## TAREAS DEL EJERCICIO
a) Copia literalmente el fragmento del texto sobre los dabbawalas que va desde «La última parada» hasta «dal y verduras.», ambos incluidos.
b) Indica si cada afirmación concuerda con el texto sobre los dabbawalas. Responde sí o no y cita las palabras exactas del texto que lo deciden: (i) Zaveri lleva veintitrés años usando el servicio; (ii) Zaveri se cocina él mismo la comida; (iii) la comida se reparte una vez al mes.

## TEXTO PROPORCIONADO
:::::

La última parada de Adhev al recoger los tiffins es Jayman Industries, una fábrica de material quirúrgico con una angosta oficina en dos estancias. Para cuando llega Adhav, al dueño de la empresa, Hitendra Zaveri, no le ha dado tiempo a comer. Así que Adhav espera mientras Zaveri abre su comida. No es un triste almuerzo de escritorio. Tiene buena pinta: chapati, arroz, dal y verduras.
Zaveri, que lleva utilizando el servicio veintitrés años, dice que prefiere la comida casera porque es garantía de calidad y porque la de fuera «no es buena para la salud». Está contento con lo que llama «precisión horaria», también. Pero hay algo más sutil que hace que siga siendo cliente. Su mujer le cocina la comida. Lleva haciéndolo dos décadas. Aunque tenga que recorrer un largo trayecto para ir a trabajar y pasar un día frenético, esta breve pausa de mediodía le mantiene conectado con ella. Esto es posible gracias a los dabbawalas. Quizá la misión de Adhav no sea exactamente sagrada, pero casi. Reparte comida que ha sido cocinada por un miembro u otro de la familia. Y no lo hace una sola vez, o una vez al mes. Lo hace todos los días.

:::::

(Entradas tomadas de una colección)

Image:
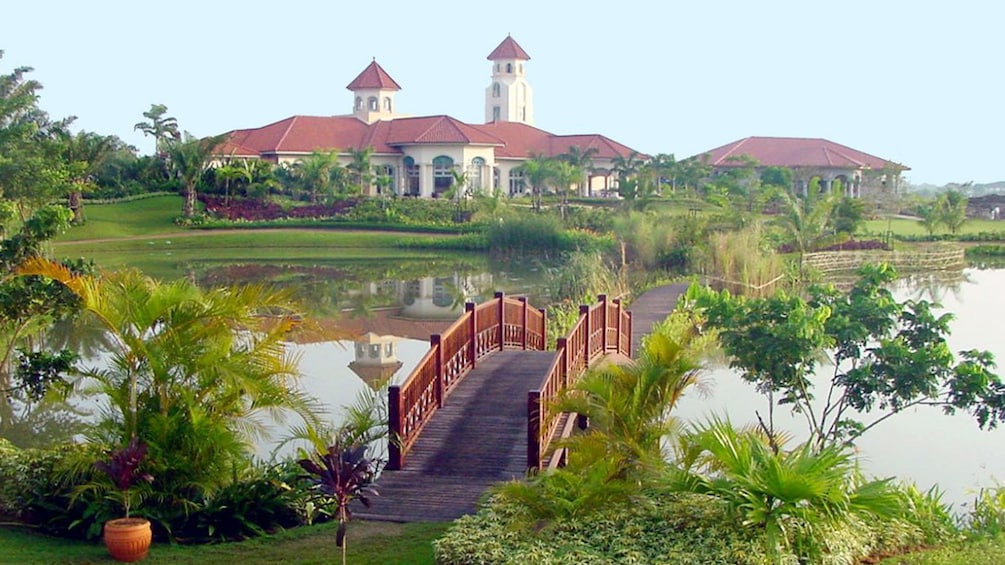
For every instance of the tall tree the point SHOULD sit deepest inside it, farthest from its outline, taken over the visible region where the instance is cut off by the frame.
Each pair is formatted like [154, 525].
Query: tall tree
[164, 129]
[84, 153]
[886, 356]
[188, 160]
[31, 171]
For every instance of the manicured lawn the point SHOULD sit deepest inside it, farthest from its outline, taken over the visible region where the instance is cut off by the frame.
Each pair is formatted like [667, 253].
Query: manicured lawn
[369, 543]
[128, 219]
[907, 226]
[981, 552]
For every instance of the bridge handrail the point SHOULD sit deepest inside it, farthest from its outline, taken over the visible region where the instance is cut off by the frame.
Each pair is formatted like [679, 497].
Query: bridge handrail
[501, 323]
[602, 329]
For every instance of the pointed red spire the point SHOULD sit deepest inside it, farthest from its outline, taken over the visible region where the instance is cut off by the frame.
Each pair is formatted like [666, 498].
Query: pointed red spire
[373, 76]
[509, 49]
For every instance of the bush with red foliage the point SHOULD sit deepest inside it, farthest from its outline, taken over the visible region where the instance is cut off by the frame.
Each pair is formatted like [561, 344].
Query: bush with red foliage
[258, 210]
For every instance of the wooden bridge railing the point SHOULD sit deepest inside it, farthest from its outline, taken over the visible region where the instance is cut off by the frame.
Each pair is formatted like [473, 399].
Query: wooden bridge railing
[602, 329]
[498, 324]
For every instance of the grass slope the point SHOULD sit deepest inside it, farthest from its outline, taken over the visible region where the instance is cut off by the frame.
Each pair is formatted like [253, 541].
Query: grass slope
[369, 543]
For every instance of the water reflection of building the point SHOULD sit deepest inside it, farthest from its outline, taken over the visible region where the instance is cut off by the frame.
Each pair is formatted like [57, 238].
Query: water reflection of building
[376, 359]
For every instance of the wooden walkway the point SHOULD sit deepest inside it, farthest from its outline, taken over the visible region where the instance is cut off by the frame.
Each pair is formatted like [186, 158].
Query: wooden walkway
[479, 436]
[476, 439]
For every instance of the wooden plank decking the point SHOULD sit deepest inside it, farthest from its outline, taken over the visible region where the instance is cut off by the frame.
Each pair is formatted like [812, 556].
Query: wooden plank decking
[650, 308]
[476, 439]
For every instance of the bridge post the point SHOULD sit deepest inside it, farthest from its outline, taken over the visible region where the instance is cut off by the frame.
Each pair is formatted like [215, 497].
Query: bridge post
[562, 346]
[501, 313]
[394, 457]
[631, 325]
[435, 342]
[534, 429]
[617, 316]
[523, 322]
[604, 323]
[472, 328]
[544, 329]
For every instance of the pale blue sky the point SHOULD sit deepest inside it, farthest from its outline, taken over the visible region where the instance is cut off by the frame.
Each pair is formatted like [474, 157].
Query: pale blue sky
[916, 82]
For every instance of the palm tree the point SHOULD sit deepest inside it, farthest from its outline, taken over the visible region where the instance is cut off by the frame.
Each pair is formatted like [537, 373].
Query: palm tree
[84, 153]
[805, 219]
[539, 171]
[787, 494]
[189, 367]
[583, 159]
[230, 172]
[564, 176]
[163, 128]
[316, 172]
[629, 407]
[189, 159]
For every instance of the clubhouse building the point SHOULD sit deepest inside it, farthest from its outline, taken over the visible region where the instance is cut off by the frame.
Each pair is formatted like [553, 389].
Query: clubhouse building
[418, 155]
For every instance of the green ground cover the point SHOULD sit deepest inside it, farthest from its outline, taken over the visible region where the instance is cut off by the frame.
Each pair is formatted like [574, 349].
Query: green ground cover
[369, 543]
[909, 226]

:::::

## SOLUCIONES DEL EJERCICIO
a)
La última parada de Adhev al recoger los tiffins es Jayman Industries, una fábrica de material quirúrgico con una angosta oficina en dos estancias. Para cuando llega Adhav, al dueño de la empresa, Hitendra Zaveri, no le ha dado tiempo a comer. Así que Adhav espera mientras Zaveri abre su comida. No es un triste almuerzo de escritorio. Tiene buena pinta: chapati, arroz, dal y verduras.

b)
(i) Sí: «Zaveri, que lleva utilizando el servicio veintitrés años».
(ii) No: «Su mujer le cocina la comida».
(iii) No: «Y no lo hace una sola vez, o una vez al mes. Lo hace todos los días.»